> [EXERCISE OBJECTIVE] Reproduce the listing below word for word, leaving out the picture.

> [LISTING]
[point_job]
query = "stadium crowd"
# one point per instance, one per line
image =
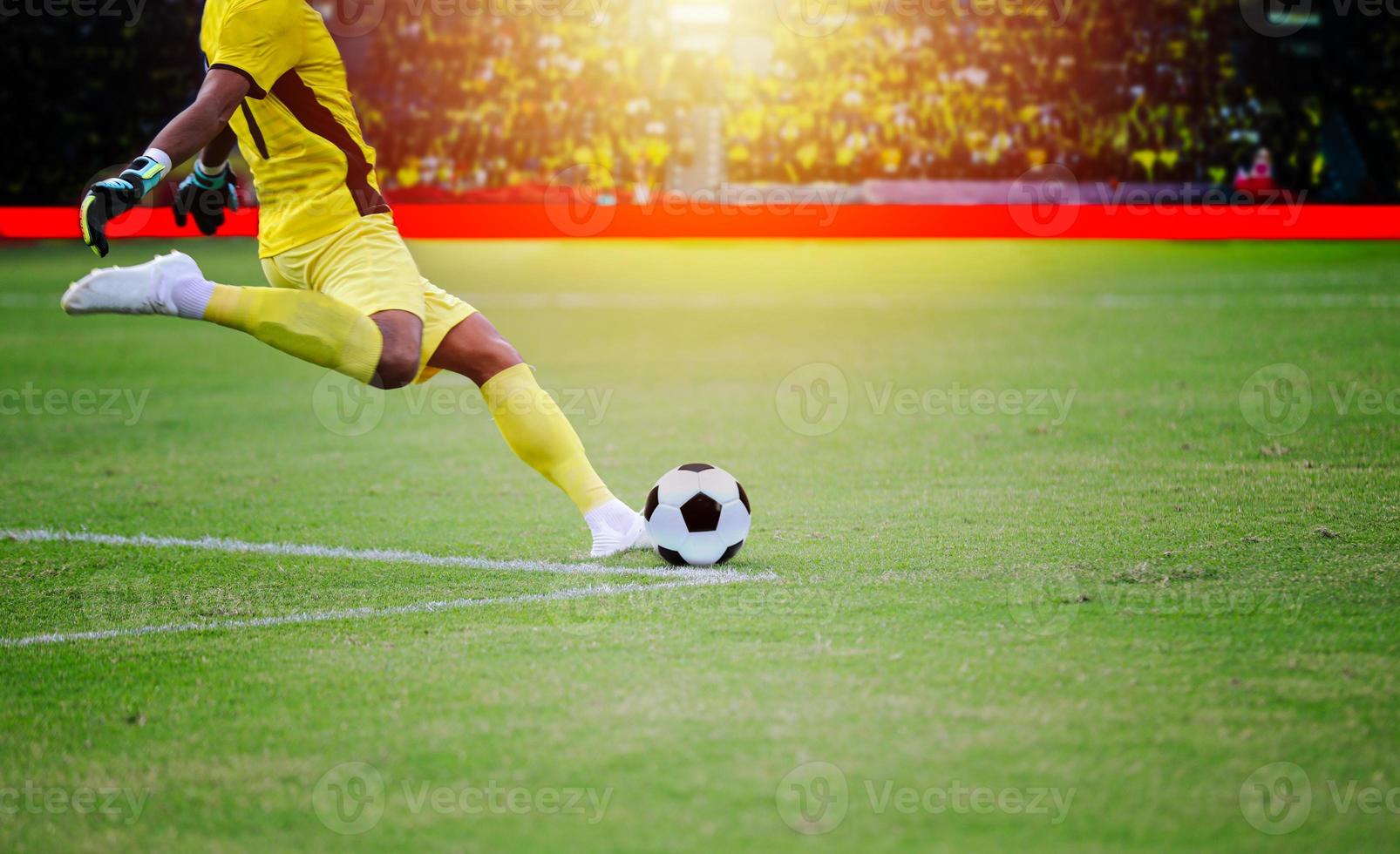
(464, 104)
(1137, 92)
(487, 105)
(1115, 92)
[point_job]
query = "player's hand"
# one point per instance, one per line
(205, 198)
(110, 199)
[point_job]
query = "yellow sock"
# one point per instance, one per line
(542, 437)
(311, 327)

> [EXERCISE RESPONSE]
[point_job]
query = "stadium crowd"
# one point per instance, one per line
image =
(464, 104)
(1137, 92)
(487, 105)
(1115, 92)
[point_job]
query = "player's hand"
# one point per instance, one per line
(205, 198)
(110, 199)
[point_job]
query = "yellow sock"
# one point per instance, one per line
(542, 437)
(311, 327)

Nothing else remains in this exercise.